Location identification entries:
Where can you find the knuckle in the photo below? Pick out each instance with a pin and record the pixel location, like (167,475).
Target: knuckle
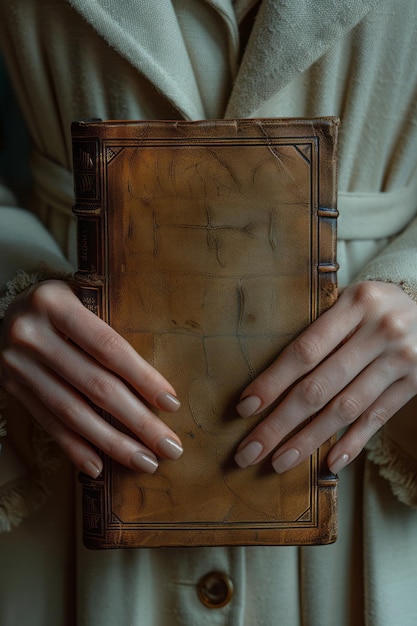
(377,417)
(101,386)
(307,349)
(348,408)
(69,413)
(20,331)
(393,326)
(108,342)
(315,391)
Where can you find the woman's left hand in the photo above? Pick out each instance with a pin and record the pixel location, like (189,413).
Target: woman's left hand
(355,366)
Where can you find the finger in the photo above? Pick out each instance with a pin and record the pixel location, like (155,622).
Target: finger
(77,414)
(77,449)
(108,392)
(321,339)
(342,411)
(92,335)
(359,434)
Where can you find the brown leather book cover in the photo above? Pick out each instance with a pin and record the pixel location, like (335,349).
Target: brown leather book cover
(209,245)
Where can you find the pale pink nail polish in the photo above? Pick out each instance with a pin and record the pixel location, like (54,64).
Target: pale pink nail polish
(286,460)
(167,402)
(248,454)
(248,406)
(91,469)
(339,464)
(169,448)
(144,463)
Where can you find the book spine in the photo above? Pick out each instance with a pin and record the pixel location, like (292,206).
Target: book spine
(91,284)
(327,279)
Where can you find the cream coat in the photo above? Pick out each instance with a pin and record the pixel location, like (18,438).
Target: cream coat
(176,58)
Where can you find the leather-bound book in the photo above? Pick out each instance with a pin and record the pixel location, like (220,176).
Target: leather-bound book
(209,246)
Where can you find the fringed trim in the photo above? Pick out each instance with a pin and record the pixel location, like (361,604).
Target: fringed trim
(23,280)
(398,468)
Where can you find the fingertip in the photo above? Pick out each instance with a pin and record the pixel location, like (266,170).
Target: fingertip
(248,406)
(92,469)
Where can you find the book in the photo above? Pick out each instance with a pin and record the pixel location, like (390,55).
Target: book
(209,246)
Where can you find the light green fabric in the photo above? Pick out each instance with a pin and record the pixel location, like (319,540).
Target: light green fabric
(170,59)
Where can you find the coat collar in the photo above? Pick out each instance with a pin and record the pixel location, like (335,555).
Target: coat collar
(276,52)
(148,35)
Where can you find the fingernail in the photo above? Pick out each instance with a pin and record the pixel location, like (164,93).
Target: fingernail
(169,448)
(248,406)
(167,402)
(144,463)
(91,469)
(248,454)
(286,460)
(339,464)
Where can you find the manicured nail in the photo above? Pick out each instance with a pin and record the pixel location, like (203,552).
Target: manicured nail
(286,460)
(144,463)
(169,448)
(248,406)
(248,454)
(167,402)
(339,464)
(91,469)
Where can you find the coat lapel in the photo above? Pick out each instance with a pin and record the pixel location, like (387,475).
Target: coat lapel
(277,52)
(148,35)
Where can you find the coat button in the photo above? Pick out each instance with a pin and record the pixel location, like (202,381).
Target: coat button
(215,590)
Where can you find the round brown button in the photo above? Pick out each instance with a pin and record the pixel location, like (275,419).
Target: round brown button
(215,590)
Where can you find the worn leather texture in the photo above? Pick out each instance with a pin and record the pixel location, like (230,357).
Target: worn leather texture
(209,246)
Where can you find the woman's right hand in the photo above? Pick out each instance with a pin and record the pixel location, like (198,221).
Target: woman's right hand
(57,357)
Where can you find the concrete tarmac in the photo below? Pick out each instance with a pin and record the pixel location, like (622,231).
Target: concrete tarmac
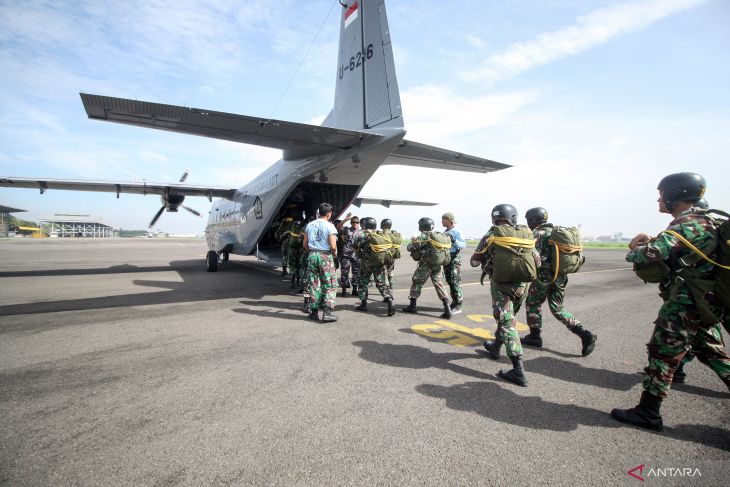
(122,362)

Exercise prompt: Recast all of the lines above as a JSON list of strings, with one string per line and no blank lines. Leave out the picture lines.

Task output:
[
  "Where can you find the knuckle in the photo below? Pick out each instance with a pin and record the pixel location, like (167,475).",
  "Target: knuckle",
  "(377,417)",
  "(101,386)",
  "(307,349)",
  "(348,408)",
  "(69,413)",
  "(20,331)",
  "(393,326)",
  "(108,342)",
  "(315,391)",
  "Where can you find the woman's left hand in the photo above? Pick out each instance with a pin and record the pixel location, like (189,413).",
  "Target: woman's left hand",
  "(355,366)",
  "Where can you find the finger in the photo above? Pick out each instance with a pin and record the pixel location, like (155,622).",
  "Target: finger",
  "(77,414)",
  "(77,449)",
  "(108,392)",
  "(321,339)",
  "(342,411)",
  "(92,335)",
  "(359,434)",
  "Where can you find the brown leather book cover in the photo above? Pick out each instance with a pin and record the pixel location, like (335,349).",
  "Target: brown leather book cover",
  "(209,245)",
  "Where can you find the pale pink nail polish in the photo above? Pick out each instance with a pin and record the pixel location, like (54,64).",
  "Target: pale pink nail polish",
  "(286,460)",
  "(167,402)",
  "(248,454)",
  "(248,406)",
  "(91,469)",
  "(339,464)",
  "(169,448)",
  "(144,463)",
  "Where can you find the book spine in the photo above? Pick out each instance with a pin and record the pixel location, like (292,206).",
  "Target: book spine",
  "(91,284)",
  "(327,279)",
  "Where can you find the cream coat in the photo above? Pick out each instance with a pin and record the pixel location, like (18,438).",
  "Target: cream coat",
  "(176,58)",
  "Where can you find the leather-bound book in the photo above? Pick out each instance with a pin and record the pixel location, like (220,176).",
  "Target: leather-bound book",
  "(209,246)",
  "Where can you find the fringed trim in the photo above? Pick out each instance with a pin and record the pixel location, like (361,604).",
  "Target: fringed trim",
  "(23,280)",
  "(398,468)",
  "Where can you find the fingertip in the photo above? Pick out each instance with a pin and record the pixel location, like (266,170).",
  "Target: fingertip",
  "(248,406)",
  "(92,469)",
  "Where can you find the book in the photo above? Pick out each instance with a pin and record the pixel location, like (390,55).",
  "Target: book",
  "(209,246)",
  "Where can you find the light green fabric in the photo above? Pick out each instance with a pin and record the pixel location, like (319,540).",
  "Target: light green fabric",
  "(170,59)",
  "Where can you find the coat collar in the photo above? Pick out each instance with a pin and record the pixel location, like (335,555).",
  "Target: coat collar",
  "(276,52)",
  "(148,35)",
  "Where can you find the fingernail in the photo above? Pick out each instance with a pin and record the pixel location, like (164,93).",
  "Target: fingernail",
  "(169,448)",
  "(248,406)",
  "(167,402)",
  "(144,463)",
  "(91,469)",
  "(248,454)",
  "(286,460)",
  "(339,464)",
  "Where can you find the manicured nail in the photo above? Pick out each instance with a pin and record the pixel location, like (203,552).",
  "Target: manicured nail",
  "(286,460)",
  "(144,463)",
  "(169,448)",
  "(248,406)",
  "(248,454)",
  "(167,402)",
  "(339,464)",
  "(91,469)",
  "Where can you find the coat lapel in the photo above? Pick out each instance with a pin and record the pixel location, like (387,475).",
  "Target: coat lapel",
  "(277,52)",
  "(148,35)",
  "Where can you find the coat button in the photo above? Pick out each instance with a pin and record the pixel location, like (202,381).",
  "Target: coat button",
  "(215,590)",
  "Where can you find the round brown button in the photo above? Pick out each instance with a pin and record the pixel location, like (275,419).",
  "Target: round brown button",
  "(215,590)",
  "Where can you find the worn leather texture in the photo above? Pick out each instance with a pin and record the pixel location, like (230,357).",
  "Target: worn leather texture",
  "(209,246)",
  "Where can you find the woman's right hand in the photo above? Pick out each instance with a pin and record the pixel location, like (198,221).",
  "Target: woman's right hand",
  "(57,357)",
  "Where can you find the concrete tarmac in the photo below? Pick out each instance with a pin and record the pixel location, like (622,231).",
  "Target: concrete tarmac",
  "(122,362)"
]